→ **Given task 1**: Return each line of the extracted records below verbatim, leaving none out.

→ **Selected text**:
--------------------

Presentation Feedback:
As part of the presentation we required participants to test the Oculus Rift, immersing themselves in our environment that we have collaborated and worked on as a group.
The aim of the project was to outline and show users how dangerous using one of the construction vehicles can be on a Hong Kong construction site.
In the end, participants all agreed that they did not feel safe while being immersed into the environment because there were a lot of dangers that they have missed purely because it was impossible to see them. This included:
Simple factors like the reflection of the glass that they are looking through, it ultimately affected their vision
Blind spots/dangerous objects (and people) that can not be seen at all whilst in the cabin of the vehicles
Trying to find a solution for the First Person Perspective, which could then be used with the Oculus Rift, was tricky and involved a lot of trial and error. The UE4 documentation didn't have a direct solution to this, and after a lot of searching I couldn't find one anywhere else on the internet.

--------------------

[Extracted records]
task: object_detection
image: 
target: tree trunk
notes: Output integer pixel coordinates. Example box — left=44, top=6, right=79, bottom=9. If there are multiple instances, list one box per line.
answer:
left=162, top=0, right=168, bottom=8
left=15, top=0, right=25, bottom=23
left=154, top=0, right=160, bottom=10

--------------------

→ **Given task 2**: Retype the part of the presentation feedback from "The aim of the" up to and including "on the internet.", with no changes.

→ **Problem solution 1**:
task: object_detection
image: 
target: tree trunk
notes: Output integer pixel coordinates. Example box — left=44, top=6, right=79, bottom=9. If there are multiple instances, list one box per line.
answer:
left=162, top=0, right=168, bottom=8
left=15, top=0, right=25, bottom=23
left=154, top=0, right=160, bottom=10

→ **Problem solution 2**:
The aim of the project was to outline and show users how dangerous using one of the construction vehicles can be on a Hong Kong construction site.
In the end, participants all agreed that they did not feel safe while being immersed into the environment because there were a lot of dangers that they have missed purely because it was impossible to see them. This included:
Simple factors like the reflection of the glass that they are looking through, it ultimately affected their vision
Blind spots/dangerous objects (and people) that can not be seen at all whilst in the cabin of the vehicles
Trying to find a solution for the First Person Perspective, which could then be used with the Oculus Rift, was tricky and involved a lot of trial and error. The UE4 documentation didn't have a direct solution to this, and after a lot of searching I couldn't find one anywhere else on the internet.